Start of GIVEN RECORDS

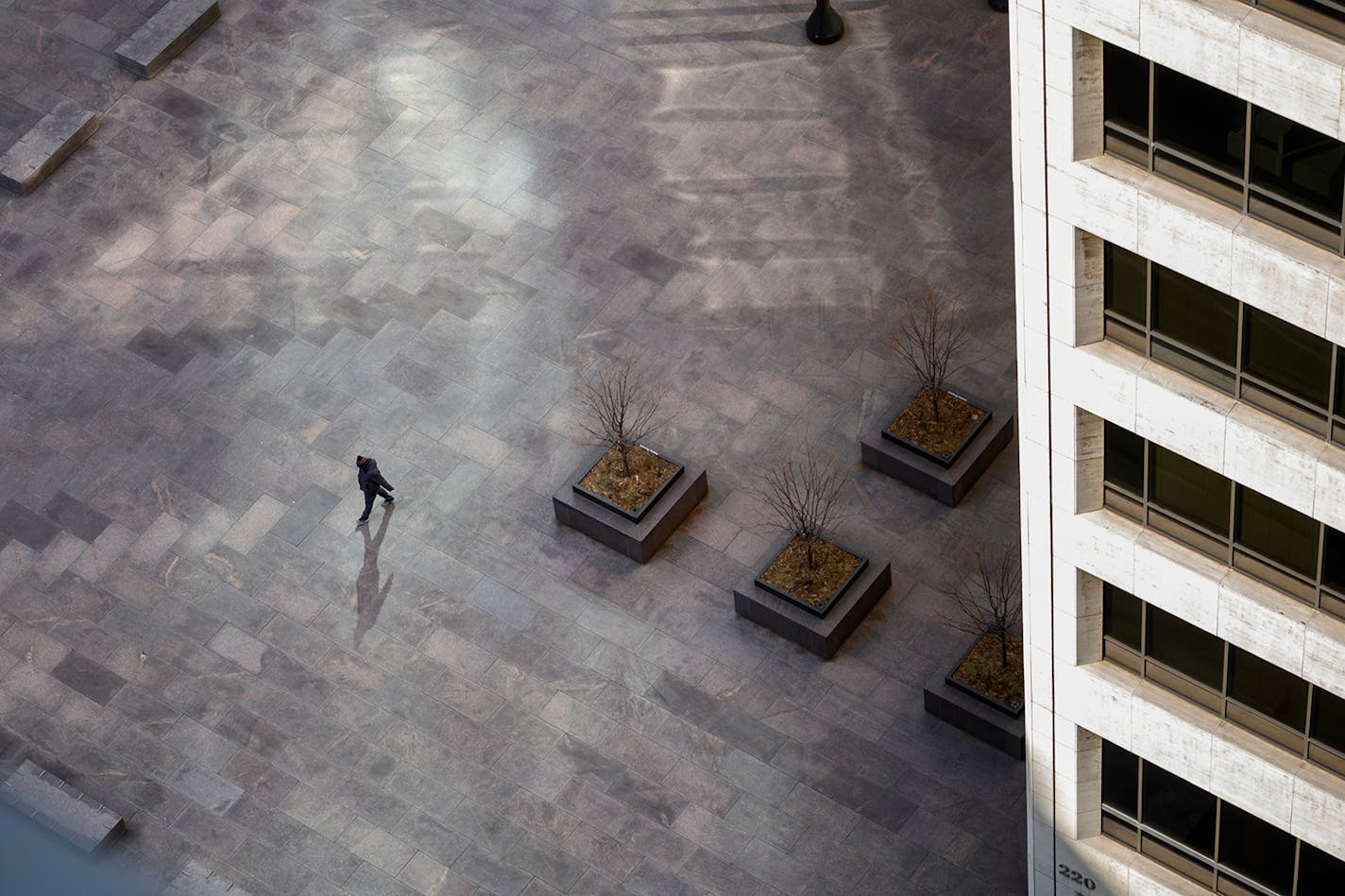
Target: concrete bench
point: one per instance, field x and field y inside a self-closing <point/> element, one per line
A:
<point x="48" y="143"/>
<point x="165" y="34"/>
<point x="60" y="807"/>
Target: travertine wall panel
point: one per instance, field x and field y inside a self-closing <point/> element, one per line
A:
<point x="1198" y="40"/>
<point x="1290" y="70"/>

End of GIVEN RECORDS
Start of GIVEN RECORDS

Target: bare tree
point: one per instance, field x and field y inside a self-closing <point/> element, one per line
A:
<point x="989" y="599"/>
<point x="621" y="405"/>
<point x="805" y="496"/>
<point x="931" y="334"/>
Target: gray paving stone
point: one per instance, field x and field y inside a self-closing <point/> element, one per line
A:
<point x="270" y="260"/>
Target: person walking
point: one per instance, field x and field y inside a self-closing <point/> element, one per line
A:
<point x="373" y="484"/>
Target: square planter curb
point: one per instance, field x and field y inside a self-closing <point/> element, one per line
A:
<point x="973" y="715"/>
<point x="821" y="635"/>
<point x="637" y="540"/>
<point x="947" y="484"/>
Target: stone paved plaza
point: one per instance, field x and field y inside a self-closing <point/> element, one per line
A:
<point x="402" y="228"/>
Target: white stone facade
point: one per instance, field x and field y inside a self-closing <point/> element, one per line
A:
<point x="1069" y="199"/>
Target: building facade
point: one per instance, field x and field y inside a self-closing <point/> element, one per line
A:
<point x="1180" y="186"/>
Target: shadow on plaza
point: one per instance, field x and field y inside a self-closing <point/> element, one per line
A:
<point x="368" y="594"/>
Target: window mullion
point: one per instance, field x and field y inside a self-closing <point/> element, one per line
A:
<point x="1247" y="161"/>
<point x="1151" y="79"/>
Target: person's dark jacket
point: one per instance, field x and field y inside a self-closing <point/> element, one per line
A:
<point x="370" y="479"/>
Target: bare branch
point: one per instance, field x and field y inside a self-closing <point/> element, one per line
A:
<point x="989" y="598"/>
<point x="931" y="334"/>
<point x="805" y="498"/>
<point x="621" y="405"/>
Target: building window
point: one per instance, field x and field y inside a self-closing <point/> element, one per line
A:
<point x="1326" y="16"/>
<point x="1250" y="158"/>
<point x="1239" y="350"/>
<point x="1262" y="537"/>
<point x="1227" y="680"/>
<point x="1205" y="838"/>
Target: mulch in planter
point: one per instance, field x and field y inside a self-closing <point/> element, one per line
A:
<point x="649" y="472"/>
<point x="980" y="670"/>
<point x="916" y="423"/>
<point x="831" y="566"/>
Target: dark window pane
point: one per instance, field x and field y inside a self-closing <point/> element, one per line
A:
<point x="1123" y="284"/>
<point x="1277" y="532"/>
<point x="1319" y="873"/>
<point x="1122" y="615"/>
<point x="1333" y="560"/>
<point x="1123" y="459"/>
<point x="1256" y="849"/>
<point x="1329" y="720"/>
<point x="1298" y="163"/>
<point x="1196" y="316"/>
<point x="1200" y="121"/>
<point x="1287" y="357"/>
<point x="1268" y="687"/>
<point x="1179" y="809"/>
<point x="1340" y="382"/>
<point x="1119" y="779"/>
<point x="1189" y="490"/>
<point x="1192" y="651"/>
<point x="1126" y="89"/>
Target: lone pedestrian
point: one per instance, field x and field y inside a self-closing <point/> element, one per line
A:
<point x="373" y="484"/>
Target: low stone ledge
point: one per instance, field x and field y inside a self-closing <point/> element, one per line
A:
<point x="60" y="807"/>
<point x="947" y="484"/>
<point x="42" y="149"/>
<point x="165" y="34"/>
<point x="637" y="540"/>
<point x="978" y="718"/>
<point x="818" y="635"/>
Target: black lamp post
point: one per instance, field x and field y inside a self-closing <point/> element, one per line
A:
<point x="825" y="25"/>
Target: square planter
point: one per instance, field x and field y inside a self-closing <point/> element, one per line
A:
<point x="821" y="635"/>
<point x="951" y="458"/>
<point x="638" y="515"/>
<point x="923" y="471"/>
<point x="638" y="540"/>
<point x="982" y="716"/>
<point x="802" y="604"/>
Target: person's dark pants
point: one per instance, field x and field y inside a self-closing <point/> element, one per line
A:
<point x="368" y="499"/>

End of GIVEN RECORDS

◆ **WHAT YOU HAVE TO DO**
Which lines hold the word "person"? Copy each of them from the records.

◆ **WRITTEN REPLY**
Target: person walking
Target: person's dark jacket
Target: person's dark pants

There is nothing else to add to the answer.